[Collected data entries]
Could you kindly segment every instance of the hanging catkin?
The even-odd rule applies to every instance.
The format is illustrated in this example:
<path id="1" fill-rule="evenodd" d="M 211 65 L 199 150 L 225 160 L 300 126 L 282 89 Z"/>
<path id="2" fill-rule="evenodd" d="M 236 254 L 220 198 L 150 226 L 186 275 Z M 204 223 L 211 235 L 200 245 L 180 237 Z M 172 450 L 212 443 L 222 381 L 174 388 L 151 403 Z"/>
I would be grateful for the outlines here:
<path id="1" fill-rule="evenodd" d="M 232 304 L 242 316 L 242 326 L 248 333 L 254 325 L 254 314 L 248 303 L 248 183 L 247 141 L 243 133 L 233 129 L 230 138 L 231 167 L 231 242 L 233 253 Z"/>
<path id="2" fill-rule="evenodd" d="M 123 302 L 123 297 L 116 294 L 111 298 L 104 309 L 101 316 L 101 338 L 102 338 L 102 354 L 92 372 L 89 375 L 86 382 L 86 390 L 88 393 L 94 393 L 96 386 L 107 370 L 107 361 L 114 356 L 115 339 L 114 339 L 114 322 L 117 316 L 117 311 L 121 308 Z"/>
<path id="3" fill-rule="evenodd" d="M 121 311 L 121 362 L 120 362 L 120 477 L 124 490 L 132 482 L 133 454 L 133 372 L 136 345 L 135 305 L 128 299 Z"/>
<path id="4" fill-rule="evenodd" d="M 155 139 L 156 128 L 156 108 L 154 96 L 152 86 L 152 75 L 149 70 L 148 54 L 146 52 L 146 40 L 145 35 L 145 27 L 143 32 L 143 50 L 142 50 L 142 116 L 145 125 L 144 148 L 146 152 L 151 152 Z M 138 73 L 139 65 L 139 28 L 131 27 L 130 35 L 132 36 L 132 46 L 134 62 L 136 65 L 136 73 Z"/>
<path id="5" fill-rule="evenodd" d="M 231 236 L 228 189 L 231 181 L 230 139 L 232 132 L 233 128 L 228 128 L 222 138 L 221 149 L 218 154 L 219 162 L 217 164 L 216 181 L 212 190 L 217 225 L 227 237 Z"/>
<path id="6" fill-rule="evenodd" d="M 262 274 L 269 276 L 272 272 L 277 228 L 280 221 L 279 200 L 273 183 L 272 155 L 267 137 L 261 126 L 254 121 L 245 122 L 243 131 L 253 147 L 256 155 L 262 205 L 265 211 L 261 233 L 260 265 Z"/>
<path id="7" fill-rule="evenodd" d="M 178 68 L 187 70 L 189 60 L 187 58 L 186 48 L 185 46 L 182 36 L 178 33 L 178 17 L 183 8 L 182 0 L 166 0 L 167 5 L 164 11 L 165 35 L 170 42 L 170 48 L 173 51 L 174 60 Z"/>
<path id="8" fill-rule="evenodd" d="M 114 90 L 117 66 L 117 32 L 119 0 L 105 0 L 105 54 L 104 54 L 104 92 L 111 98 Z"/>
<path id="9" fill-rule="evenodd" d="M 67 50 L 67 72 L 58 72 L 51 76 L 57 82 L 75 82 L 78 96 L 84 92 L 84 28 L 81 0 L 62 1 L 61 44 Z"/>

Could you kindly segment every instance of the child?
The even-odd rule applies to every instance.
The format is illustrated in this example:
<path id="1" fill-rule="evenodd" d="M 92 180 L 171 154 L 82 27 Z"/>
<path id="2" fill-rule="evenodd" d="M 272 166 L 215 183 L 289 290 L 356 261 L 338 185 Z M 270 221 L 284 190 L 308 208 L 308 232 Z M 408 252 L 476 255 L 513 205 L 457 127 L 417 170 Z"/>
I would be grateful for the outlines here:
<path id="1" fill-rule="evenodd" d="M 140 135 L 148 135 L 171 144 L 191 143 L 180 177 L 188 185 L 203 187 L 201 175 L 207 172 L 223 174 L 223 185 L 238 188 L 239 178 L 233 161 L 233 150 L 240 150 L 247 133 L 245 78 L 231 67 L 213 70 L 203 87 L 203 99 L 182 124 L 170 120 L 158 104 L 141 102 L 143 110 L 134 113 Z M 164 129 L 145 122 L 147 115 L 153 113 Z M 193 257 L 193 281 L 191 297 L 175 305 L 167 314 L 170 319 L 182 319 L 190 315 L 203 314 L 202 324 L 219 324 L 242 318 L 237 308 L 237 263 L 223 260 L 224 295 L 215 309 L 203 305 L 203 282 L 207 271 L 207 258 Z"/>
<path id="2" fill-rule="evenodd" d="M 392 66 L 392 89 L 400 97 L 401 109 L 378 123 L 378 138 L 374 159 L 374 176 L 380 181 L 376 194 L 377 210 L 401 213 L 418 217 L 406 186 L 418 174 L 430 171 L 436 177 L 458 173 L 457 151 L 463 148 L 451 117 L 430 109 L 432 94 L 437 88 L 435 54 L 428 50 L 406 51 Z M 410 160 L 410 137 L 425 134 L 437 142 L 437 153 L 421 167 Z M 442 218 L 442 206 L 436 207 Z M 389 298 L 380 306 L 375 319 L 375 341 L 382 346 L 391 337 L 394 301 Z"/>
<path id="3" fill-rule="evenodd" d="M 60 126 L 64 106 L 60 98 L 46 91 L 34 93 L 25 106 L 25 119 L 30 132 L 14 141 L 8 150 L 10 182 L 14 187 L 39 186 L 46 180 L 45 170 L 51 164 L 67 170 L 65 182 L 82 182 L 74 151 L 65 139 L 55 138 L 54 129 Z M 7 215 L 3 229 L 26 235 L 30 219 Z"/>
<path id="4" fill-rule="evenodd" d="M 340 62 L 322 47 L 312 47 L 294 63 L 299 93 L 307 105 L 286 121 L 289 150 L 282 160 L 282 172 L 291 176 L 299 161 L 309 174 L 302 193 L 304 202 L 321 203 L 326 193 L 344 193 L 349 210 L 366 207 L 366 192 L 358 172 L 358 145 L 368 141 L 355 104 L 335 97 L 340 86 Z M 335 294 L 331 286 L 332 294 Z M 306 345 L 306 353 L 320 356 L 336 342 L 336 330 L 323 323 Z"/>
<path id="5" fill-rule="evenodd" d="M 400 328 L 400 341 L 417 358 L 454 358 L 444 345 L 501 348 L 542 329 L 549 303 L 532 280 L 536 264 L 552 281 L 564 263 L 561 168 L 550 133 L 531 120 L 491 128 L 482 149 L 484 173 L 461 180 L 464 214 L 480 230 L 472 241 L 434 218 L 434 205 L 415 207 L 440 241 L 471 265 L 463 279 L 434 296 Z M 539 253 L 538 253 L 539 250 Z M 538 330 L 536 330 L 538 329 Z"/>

■ Instruction ■
Find every line in the records that contains the string "instance" and copy each one in full. Matching is case-sensitive.

■ The result ■
Could you kindly segment every instance of the hanging catkin?
The even-odd rule applies to every instance.
Could you kindly segment every instance of the child?
The even-odd rule applies to every instance.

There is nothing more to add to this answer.